**Given task**: Rewrite the Amazon headquarters passage between "Amazon, the online" and "around the world.", inclusive, changing "hunger games" to "bidding war".
-------- Selected extract
Amazon, the online retail giant, is in the midst of running its own hunger games. The contestants are 238 cities and regions across North America. The prize is being chosen as the site for Amazon’s second headquarters (HQ2), which promises to employ upwards of 50,000 people. These cities are locked in a fierce battle to outbid each other and they’ll do anything, give anything, to be chosen.
In an era of brutal austerity, cities are hollowed out and hoping for a savior. Since the tech sector is flush with cash, by showing up and saying the magic words – growth, jobs, investment, innovation – city leaders bend to their will. Amazon’s HQ2 competition is the latest egregious example of a techno-capitalist regime that’s bewitching cities around the world.
While only about 30 of the proposals are publicly available so far, they paint a troubling picture of cities clamoring to sell their soul to Amazon. As the Seattle Times reports, the amount of money, perks and power that cities are ready to give away to Amazon is absolutely galling. It goes way beyond just standard subsidies and tax breaks.
----------------
-------- Rows
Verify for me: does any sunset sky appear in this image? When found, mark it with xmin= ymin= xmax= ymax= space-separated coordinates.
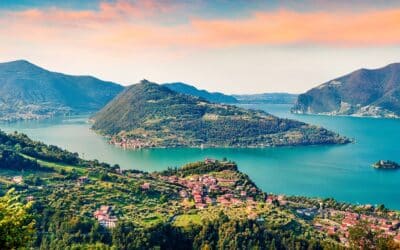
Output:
xmin=0 ymin=0 xmax=400 ymax=93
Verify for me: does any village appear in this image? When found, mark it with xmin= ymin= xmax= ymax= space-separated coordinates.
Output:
xmin=313 ymin=209 xmax=400 ymax=246
xmin=10 ymin=159 xmax=400 ymax=246
xmin=155 ymin=159 xmax=258 ymax=209
xmin=108 ymin=137 xmax=154 ymax=149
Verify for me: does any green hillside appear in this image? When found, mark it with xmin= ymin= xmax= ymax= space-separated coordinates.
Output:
xmin=93 ymin=80 xmax=349 ymax=147
xmin=0 ymin=60 xmax=123 ymax=120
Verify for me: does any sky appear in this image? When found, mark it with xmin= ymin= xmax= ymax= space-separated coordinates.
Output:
xmin=0 ymin=0 xmax=400 ymax=94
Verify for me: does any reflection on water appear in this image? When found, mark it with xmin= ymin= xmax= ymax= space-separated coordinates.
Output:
xmin=0 ymin=105 xmax=400 ymax=209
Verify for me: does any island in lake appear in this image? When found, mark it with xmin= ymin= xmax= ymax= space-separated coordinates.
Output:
xmin=372 ymin=160 xmax=400 ymax=169
xmin=93 ymin=80 xmax=350 ymax=148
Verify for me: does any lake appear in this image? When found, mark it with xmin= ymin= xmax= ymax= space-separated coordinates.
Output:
xmin=0 ymin=105 xmax=400 ymax=209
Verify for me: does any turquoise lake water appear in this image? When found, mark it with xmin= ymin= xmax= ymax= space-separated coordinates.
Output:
xmin=0 ymin=105 xmax=400 ymax=209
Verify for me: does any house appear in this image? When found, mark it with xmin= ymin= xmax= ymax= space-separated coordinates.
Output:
xmin=98 ymin=216 xmax=118 ymax=228
xmin=93 ymin=205 xmax=118 ymax=228
xmin=204 ymin=196 xmax=215 ymax=205
xmin=78 ymin=176 xmax=89 ymax=184
xmin=204 ymin=158 xmax=216 ymax=164
xmin=140 ymin=182 xmax=150 ymax=190
xmin=179 ymin=190 xmax=188 ymax=198
xmin=196 ymin=203 xmax=207 ymax=209
xmin=12 ymin=175 xmax=24 ymax=184
xmin=394 ymin=233 xmax=400 ymax=243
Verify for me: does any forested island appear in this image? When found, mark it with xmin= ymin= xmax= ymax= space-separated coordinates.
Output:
xmin=93 ymin=80 xmax=350 ymax=148
xmin=0 ymin=132 xmax=400 ymax=249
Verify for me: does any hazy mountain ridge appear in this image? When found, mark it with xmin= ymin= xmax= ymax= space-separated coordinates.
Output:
xmin=93 ymin=80 xmax=349 ymax=147
xmin=163 ymin=82 xmax=238 ymax=103
xmin=233 ymin=93 xmax=298 ymax=104
xmin=292 ymin=63 xmax=400 ymax=118
xmin=163 ymin=82 xmax=298 ymax=104
xmin=0 ymin=60 xmax=123 ymax=120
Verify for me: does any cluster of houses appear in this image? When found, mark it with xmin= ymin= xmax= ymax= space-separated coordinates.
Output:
xmin=160 ymin=171 xmax=257 ymax=209
xmin=11 ymin=175 xmax=24 ymax=184
xmin=93 ymin=205 xmax=118 ymax=228
xmin=109 ymin=137 xmax=154 ymax=149
xmin=314 ymin=209 xmax=400 ymax=244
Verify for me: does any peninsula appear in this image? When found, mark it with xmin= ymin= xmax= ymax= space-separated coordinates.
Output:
xmin=0 ymin=131 xmax=400 ymax=250
xmin=372 ymin=160 xmax=400 ymax=169
xmin=92 ymin=80 xmax=350 ymax=148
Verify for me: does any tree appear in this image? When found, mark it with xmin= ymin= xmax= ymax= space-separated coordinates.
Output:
xmin=349 ymin=221 xmax=399 ymax=250
xmin=0 ymin=190 xmax=35 ymax=249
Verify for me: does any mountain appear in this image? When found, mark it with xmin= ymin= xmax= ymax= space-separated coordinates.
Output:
xmin=163 ymin=82 xmax=238 ymax=103
xmin=0 ymin=60 xmax=123 ymax=120
xmin=93 ymin=80 xmax=349 ymax=148
xmin=233 ymin=93 xmax=298 ymax=104
xmin=292 ymin=63 xmax=400 ymax=118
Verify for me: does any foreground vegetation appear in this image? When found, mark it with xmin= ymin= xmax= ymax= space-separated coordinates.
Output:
xmin=0 ymin=130 xmax=398 ymax=249
xmin=93 ymin=80 xmax=349 ymax=148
----------------
**Completed task**:
Amazon, the online retail giant, is in the midst of running its own bidding war. The contestants are 238 cities and regions across North America. The prize is being chosen as the site for Amazon’s second headquarters (HQ2), which promises to employ upwards of 50,000 people. These cities are locked in a fierce battle to outbid each other and they’ll do anything, give anything, to be chosen.
In an era of brutal austerity, cities are hollowed out and hoping for a savior. Since the tech sector is flush with cash, by showing up and saying the magic words – growth, jobs, investment, innovation – city leaders bend to their will. Amazon’s HQ2 competition is the latest egregious example of a techno-capitalist regime that’s bewitching cities around the world.